**Do this:** Copy every line of the records below word for word.

Records from a data source:
------------------------------------------------

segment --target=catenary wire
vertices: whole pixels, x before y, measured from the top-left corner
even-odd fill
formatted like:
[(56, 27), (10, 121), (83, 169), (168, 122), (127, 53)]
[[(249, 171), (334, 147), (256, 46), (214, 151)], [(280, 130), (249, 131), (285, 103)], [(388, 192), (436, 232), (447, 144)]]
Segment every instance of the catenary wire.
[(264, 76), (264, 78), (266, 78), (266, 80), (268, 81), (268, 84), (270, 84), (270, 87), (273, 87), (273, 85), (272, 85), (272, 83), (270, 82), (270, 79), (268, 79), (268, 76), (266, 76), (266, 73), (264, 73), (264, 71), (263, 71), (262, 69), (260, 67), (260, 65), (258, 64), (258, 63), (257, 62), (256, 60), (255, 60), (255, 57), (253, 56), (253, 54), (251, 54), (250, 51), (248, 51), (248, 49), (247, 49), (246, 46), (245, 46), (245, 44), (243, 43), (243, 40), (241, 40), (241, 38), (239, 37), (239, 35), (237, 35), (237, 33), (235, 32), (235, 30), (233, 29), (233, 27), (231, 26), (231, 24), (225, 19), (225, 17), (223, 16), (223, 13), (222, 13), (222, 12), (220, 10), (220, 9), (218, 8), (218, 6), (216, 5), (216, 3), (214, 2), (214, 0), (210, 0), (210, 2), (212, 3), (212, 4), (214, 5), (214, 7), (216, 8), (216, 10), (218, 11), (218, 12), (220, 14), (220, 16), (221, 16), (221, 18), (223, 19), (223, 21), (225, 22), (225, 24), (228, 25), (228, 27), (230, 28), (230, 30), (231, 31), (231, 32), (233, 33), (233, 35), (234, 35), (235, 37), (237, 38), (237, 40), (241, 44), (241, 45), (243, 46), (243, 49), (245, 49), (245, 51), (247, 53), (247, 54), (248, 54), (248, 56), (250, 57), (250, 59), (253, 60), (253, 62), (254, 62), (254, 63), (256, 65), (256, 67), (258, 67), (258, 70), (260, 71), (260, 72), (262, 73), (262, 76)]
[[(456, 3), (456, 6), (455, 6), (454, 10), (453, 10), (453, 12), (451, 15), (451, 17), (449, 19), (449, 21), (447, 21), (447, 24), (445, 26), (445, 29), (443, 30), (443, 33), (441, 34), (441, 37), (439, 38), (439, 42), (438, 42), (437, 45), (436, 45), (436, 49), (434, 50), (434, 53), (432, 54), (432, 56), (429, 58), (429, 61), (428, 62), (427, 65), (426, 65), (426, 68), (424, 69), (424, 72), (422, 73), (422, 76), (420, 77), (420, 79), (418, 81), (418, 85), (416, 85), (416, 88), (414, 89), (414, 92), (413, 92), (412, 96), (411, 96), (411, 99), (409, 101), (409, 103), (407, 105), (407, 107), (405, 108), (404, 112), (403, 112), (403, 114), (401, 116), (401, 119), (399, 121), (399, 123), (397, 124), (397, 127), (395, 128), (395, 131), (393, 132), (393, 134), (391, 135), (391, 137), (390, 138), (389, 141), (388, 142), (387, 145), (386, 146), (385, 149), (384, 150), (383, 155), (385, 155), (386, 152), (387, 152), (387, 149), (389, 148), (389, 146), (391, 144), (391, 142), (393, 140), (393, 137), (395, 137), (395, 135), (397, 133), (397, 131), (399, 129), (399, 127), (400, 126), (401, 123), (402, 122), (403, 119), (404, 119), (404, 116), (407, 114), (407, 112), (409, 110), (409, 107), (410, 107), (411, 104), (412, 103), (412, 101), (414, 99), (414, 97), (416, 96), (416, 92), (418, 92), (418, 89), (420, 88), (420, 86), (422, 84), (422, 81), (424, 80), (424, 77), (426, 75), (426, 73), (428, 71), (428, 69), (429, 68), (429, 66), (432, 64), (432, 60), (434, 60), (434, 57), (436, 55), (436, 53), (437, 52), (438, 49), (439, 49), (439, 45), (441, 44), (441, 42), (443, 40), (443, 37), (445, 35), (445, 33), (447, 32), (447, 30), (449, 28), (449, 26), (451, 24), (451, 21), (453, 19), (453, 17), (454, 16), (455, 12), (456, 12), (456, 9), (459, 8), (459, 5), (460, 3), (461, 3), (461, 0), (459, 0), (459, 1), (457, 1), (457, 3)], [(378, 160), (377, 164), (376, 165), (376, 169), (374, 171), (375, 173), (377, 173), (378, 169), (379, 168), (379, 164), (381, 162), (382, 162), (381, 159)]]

------------------------------------------------

**Reply to the task:**
segment --target=catenary wire
vertices: whole pixels, x before y, measured from the top-left corner
even-odd fill
formatted like:
[(56, 27), (10, 121), (83, 169), (168, 122), (127, 53)]
[[(249, 171), (334, 147), (256, 46), (214, 151)], [(280, 130), (249, 131), (285, 103)], [(388, 192), (436, 232), (447, 144)]]
Segment every instance of the catenary wire.
[(264, 76), (264, 78), (266, 78), (266, 80), (268, 81), (268, 84), (270, 84), (270, 87), (273, 87), (273, 85), (272, 85), (272, 83), (270, 82), (270, 79), (268, 79), (268, 76), (266, 76), (266, 73), (264, 73), (264, 71), (263, 71), (262, 69), (260, 67), (260, 65), (258, 64), (258, 63), (257, 62), (256, 60), (255, 60), (255, 57), (253, 56), (253, 54), (251, 54), (250, 51), (248, 51), (248, 49), (247, 49), (246, 46), (245, 46), (245, 44), (243, 43), (243, 40), (241, 40), (241, 38), (239, 37), (239, 35), (237, 35), (237, 33), (235, 32), (235, 30), (233, 29), (233, 27), (231, 26), (231, 24), (225, 19), (225, 17), (223, 16), (223, 13), (222, 13), (222, 12), (220, 10), (220, 9), (218, 8), (218, 6), (216, 5), (216, 3), (214, 2), (214, 0), (210, 0), (210, 2), (212, 3), (212, 4), (214, 5), (214, 7), (216, 8), (216, 10), (218, 11), (218, 12), (220, 14), (220, 16), (221, 16), (221, 18), (223, 19), (223, 21), (225, 22), (225, 24), (228, 25), (228, 27), (230, 28), (230, 30), (231, 31), (231, 32), (233, 33), (233, 35), (234, 35), (235, 37), (237, 38), (237, 40), (241, 44), (241, 45), (243, 46), (243, 49), (245, 49), (245, 51), (247, 53), (247, 54), (248, 54), (248, 56), (250, 57), (250, 59), (253, 60), (253, 62), (254, 62), (254, 63), (256, 65), (256, 67), (258, 67), (258, 70), (260, 71), (260, 72), (262, 73), (262, 76)]
[[(456, 3), (456, 6), (455, 6), (454, 10), (453, 10), (453, 12), (451, 15), (451, 17), (449, 19), (449, 21), (447, 21), (447, 24), (445, 26), (445, 29), (443, 30), (443, 33), (441, 34), (441, 37), (439, 38), (439, 42), (438, 42), (437, 45), (436, 45), (436, 49), (434, 50), (434, 53), (432, 54), (432, 56), (429, 58), (429, 61), (428, 62), (427, 65), (426, 65), (426, 68), (424, 69), (424, 72), (422, 73), (422, 76), (420, 77), (420, 79), (418, 81), (418, 85), (416, 85), (416, 88), (414, 89), (414, 92), (413, 92), (412, 96), (411, 96), (411, 99), (409, 101), (409, 103), (407, 105), (407, 107), (405, 108), (404, 112), (403, 112), (403, 114), (401, 116), (401, 119), (399, 121), (399, 123), (397, 124), (397, 127), (395, 128), (395, 131), (393, 132), (393, 134), (391, 135), (391, 137), (390, 138), (389, 141), (388, 142), (387, 145), (386, 146), (385, 149), (384, 150), (383, 155), (385, 155), (386, 152), (387, 152), (387, 149), (389, 148), (389, 146), (391, 144), (391, 142), (393, 140), (393, 137), (395, 137), (395, 135), (397, 133), (397, 131), (399, 129), (399, 127), (400, 126), (401, 123), (402, 122), (403, 119), (404, 119), (404, 116), (407, 114), (407, 112), (409, 110), (409, 107), (410, 107), (411, 104), (412, 103), (412, 101), (414, 99), (414, 97), (416, 96), (416, 92), (418, 92), (418, 89), (420, 88), (420, 86), (422, 84), (422, 81), (424, 80), (424, 77), (426, 75), (426, 73), (428, 71), (428, 69), (429, 68), (429, 66), (432, 64), (432, 60), (434, 60), (434, 57), (436, 55), (436, 53), (437, 52), (438, 49), (439, 49), (439, 45), (441, 44), (441, 42), (443, 40), (443, 37), (445, 35), (445, 33), (447, 32), (447, 30), (449, 28), (449, 26), (451, 24), (451, 21), (453, 19), (453, 17), (454, 16), (455, 12), (456, 12), (456, 9), (459, 8), (459, 5), (460, 3), (461, 3), (461, 0), (459, 0), (459, 1), (457, 1), (457, 3)], [(378, 160), (377, 164), (376, 165), (376, 169), (374, 171), (375, 173), (377, 173), (378, 169), (379, 168), (379, 164), (381, 162), (382, 162), (381, 159)]]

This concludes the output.